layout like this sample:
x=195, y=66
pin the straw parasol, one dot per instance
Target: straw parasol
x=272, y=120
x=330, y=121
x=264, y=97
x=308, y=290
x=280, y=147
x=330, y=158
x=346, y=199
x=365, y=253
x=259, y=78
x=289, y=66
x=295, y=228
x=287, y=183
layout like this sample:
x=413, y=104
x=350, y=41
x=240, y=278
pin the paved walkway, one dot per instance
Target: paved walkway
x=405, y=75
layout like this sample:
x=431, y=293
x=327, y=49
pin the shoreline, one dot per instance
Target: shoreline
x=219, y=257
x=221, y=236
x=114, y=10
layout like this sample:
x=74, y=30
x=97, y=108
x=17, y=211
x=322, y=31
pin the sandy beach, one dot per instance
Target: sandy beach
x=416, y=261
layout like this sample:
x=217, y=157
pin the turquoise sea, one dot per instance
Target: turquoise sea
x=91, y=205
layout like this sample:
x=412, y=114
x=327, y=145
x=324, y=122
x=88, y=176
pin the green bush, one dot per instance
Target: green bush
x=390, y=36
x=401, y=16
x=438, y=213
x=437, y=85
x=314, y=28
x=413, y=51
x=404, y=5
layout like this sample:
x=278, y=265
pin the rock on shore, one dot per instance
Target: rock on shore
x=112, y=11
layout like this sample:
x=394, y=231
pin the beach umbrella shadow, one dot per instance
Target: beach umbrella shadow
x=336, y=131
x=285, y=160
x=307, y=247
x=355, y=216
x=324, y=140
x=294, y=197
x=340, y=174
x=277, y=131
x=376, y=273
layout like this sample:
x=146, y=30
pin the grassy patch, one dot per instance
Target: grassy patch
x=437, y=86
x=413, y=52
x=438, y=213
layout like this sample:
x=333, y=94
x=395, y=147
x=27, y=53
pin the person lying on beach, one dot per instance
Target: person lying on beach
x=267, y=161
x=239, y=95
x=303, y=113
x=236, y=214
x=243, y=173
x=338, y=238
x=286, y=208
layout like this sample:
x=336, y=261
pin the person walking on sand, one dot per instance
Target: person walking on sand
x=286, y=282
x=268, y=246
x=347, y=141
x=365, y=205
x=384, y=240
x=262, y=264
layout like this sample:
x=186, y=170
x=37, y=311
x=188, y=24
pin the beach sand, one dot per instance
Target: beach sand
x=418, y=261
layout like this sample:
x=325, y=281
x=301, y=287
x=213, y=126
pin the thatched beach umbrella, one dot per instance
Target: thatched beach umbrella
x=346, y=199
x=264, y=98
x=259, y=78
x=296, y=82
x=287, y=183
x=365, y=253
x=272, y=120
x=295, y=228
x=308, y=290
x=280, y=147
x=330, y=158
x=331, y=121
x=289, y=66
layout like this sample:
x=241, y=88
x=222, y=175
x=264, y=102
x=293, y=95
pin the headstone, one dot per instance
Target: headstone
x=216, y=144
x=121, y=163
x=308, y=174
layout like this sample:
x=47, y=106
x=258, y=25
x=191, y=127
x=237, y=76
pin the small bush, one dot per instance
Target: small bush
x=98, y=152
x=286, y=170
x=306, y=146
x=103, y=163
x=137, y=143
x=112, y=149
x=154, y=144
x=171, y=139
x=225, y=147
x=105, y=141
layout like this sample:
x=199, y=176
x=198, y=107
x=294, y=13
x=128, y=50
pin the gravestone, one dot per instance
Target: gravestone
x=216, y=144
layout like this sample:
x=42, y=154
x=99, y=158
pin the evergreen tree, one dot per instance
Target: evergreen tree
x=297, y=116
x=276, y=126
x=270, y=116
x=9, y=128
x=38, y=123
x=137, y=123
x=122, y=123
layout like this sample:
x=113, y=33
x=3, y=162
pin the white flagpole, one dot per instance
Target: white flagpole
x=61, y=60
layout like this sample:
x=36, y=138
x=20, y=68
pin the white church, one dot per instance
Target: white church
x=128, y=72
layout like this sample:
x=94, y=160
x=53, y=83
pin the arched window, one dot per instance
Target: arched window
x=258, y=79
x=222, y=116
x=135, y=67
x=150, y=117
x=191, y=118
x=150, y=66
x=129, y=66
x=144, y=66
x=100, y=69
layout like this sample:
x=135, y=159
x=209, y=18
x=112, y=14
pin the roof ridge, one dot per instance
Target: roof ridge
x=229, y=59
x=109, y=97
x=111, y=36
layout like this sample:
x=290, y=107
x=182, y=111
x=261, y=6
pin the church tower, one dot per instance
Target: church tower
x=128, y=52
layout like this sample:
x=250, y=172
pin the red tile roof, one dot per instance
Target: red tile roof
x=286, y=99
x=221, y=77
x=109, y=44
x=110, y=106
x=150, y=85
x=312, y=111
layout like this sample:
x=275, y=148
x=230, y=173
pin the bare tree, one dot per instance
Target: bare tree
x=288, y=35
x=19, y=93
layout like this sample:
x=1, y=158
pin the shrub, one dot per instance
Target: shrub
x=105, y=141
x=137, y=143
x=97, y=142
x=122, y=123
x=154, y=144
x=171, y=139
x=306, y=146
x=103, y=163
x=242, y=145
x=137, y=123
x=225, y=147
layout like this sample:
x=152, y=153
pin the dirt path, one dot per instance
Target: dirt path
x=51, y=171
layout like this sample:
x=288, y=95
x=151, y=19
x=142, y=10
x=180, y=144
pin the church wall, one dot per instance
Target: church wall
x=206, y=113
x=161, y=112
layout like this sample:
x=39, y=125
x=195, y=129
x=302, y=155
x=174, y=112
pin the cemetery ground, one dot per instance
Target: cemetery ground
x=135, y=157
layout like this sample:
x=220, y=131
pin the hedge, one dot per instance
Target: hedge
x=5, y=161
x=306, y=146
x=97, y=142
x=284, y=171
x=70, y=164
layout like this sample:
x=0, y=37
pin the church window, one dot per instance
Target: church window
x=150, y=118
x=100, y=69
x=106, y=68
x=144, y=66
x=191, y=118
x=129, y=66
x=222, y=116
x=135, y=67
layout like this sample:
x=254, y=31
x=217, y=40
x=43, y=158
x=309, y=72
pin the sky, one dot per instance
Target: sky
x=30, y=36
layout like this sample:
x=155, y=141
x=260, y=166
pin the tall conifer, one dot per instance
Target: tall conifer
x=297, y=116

────────────────────

Give every entry again in full, precisely as written above.

→ **SOLVED EXERCISE**:
layout like this sample:
x=195, y=66
pin the straw parasol, one dot per instance
Target: straw parasol
x=272, y=120
x=330, y=121
x=264, y=97
x=308, y=290
x=280, y=147
x=330, y=158
x=346, y=199
x=365, y=253
x=259, y=78
x=289, y=66
x=295, y=228
x=287, y=183
layout like this sample:
x=413, y=104
x=350, y=41
x=240, y=278
pin the paved walkway, one dot per instance
Target: paved walkway
x=405, y=75
layout like this sample:
x=431, y=293
x=327, y=49
pin the shoreline, one dot per instance
Target: shoreline
x=219, y=257
x=221, y=236
x=114, y=10
layout like this sample:
x=74, y=30
x=97, y=108
x=17, y=211
x=322, y=31
pin the sandy beach, one dot per instance
Target: sandy beach
x=416, y=261
layout like this sample:
x=217, y=157
pin the turquoise sea, one dot per instance
Target: turquoise sea
x=91, y=205
layout like this sample:
x=412, y=114
x=327, y=145
x=324, y=122
x=88, y=176
pin the green bush, one dot per instance
Target: green bush
x=390, y=36
x=401, y=16
x=438, y=213
x=437, y=85
x=314, y=28
x=413, y=51
x=404, y=5
layout like this sample:
x=278, y=265
pin the rock on shore, one dot per instance
Target: rock on shore
x=112, y=11
layout like this sample:
x=394, y=231
pin the beach umbrella shadow, one dot per instance
Target: beach umbrella shadow
x=336, y=131
x=285, y=160
x=307, y=247
x=355, y=216
x=324, y=140
x=294, y=197
x=340, y=174
x=277, y=131
x=376, y=273
layout like this sample:
x=146, y=30
pin the grassy patch, one dot per instance
Target: grassy patch
x=437, y=86
x=413, y=52
x=438, y=213
layout like this sample:
x=333, y=94
x=395, y=147
x=27, y=53
pin the person lying on beach, one dot per instance
Target: person lying on beach
x=267, y=161
x=239, y=95
x=303, y=113
x=236, y=214
x=243, y=173
x=338, y=238
x=286, y=208
layout like this sample:
x=336, y=261
pin the person walking on sand, one dot per instance
Target: person walking on sand
x=286, y=282
x=268, y=246
x=347, y=141
x=365, y=205
x=384, y=240
x=262, y=264
layout like this sample:
x=186, y=170
x=37, y=311
x=188, y=24
pin the beach sand, one dot per instance
Target: beach sand
x=418, y=261
layout like this sample:
x=325, y=281
x=301, y=287
x=213, y=126
pin the thatched beach umbrella, one dot per instance
Target: thatched beach umbrella
x=346, y=199
x=264, y=98
x=259, y=78
x=296, y=82
x=287, y=183
x=365, y=253
x=272, y=120
x=295, y=228
x=308, y=290
x=280, y=147
x=330, y=158
x=331, y=121
x=289, y=66
layout like this sample:
x=241, y=88
x=222, y=175
x=264, y=102
x=293, y=95
pin the headstone, one dot per instance
Target: headstone
x=216, y=144
x=121, y=163
x=308, y=174
layout like this sample:
x=47, y=106
x=258, y=25
x=191, y=127
x=237, y=76
pin the small bush, one dot per instance
Target: small bush
x=98, y=152
x=286, y=170
x=306, y=146
x=103, y=163
x=137, y=143
x=112, y=149
x=154, y=144
x=171, y=139
x=225, y=147
x=105, y=141
layout like this sample:
x=199, y=176
x=198, y=107
x=294, y=13
x=128, y=50
pin the gravestone, one dot per instance
Target: gravestone
x=216, y=144
layout like this sample:
x=42, y=154
x=99, y=158
pin the evergreen tree, one dot per instance
Target: evergreen tree
x=297, y=116
x=276, y=126
x=270, y=116
x=9, y=128
x=38, y=123
x=137, y=123
x=122, y=123
layout like this sample:
x=113, y=33
x=3, y=162
pin the white flagpole, one dot per instance
Target: white flagpole
x=61, y=60
layout like this sample:
x=36, y=138
x=20, y=68
pin the white church, one dot per instance
Target: white church
x=128, y=72
layout like this sample:
x=94, y=160
x=53, y=83
pin the arched window, one dot per instance
Target: arched window
x=258, y=79
x=222, y=116
x=135, y=67
x=150, y=117
x=191, y=118
x=150, y=66
x=129, y=66
x=144, y=66
x=100, y=69
layout like this sample:
x=135, y=159
x=209, y=18
x=112, y=14
pin the roof ridge, one dot per instance
Target: roof ridge
x=229, y=59
x=109, y=97
x=111, y=36
layout like this sample:
x=290, y=107
x=182, y=111
x=261, y=6
pin the church tower, one dot per instance
Target: church tower
x=128, y=52
layout like this sample:
x=250, y=172
pin the red tile roof, one dot per instance
Target: red tile roof
x=286, y=99
x=221, y=77
x=109, y=44
x=110, y=106
x=150, y=85
x=312, y=111
layout like this sample:
x=275, y=148
x=230, y=173
pin the bare tree, one dot per instance
Target: bare tree
x=288, y=35
x=19, y=93
layout like this sample:
x=1, y=158
pin the shrub, one dot per instance
Target: shrub
x=105, y=141
x=137, y=143
x=97, y=142
x=122, y=123
x=154, y=144
x=171, y=139
x=306, y=146
x=103, y=163
x=242, y=145
x=137, y=123
x=225, y=147
layout like this sample:
x=152, y=153
pin the dirt path, one dot per instance
Target: dirt path
x=51, y=171
layout like this sample:
x=288, y=95
x=151, y=19
x=142, y=10
x=180, y=144
pin the church wall, one dot per instance
Target: church wall
x=206, y=113
x=161, y=112
layout like this sample:
x=39, y=125
x=195, y=129
x=302, y=155
x=174, y=112
pin the cemetery ground, one dot per instance
Target: cemetery ground
x=135, y=157
layout like this sample:
x=220, y=131
pin the hedge, one dot per instance
Target: hedge
x=5, y=161
x=306, y=146
x=97, y=142
x=284, y=171
x=70, y=164
layout like this sample:
x=0, y=37
pin the church window, one dot per instance
Target: church window
x=150, y=118
x=100, y=69
x=106, y=68
x=144, y=66
x=191, y=118
x=129, y=66
x=222, y=116
x=135, y=67
layout like this sample:
x=254, y=31
x=217, y=40
x=43, y=158
x=309, y=72
pin the sky, one dot per instance
Target: sky
x=30, y=36
layout like this sample:
x=155, y=141
x=260, y=166
pin the tall conifer, one dot per instance
Target: tall conifer
x=297, y=116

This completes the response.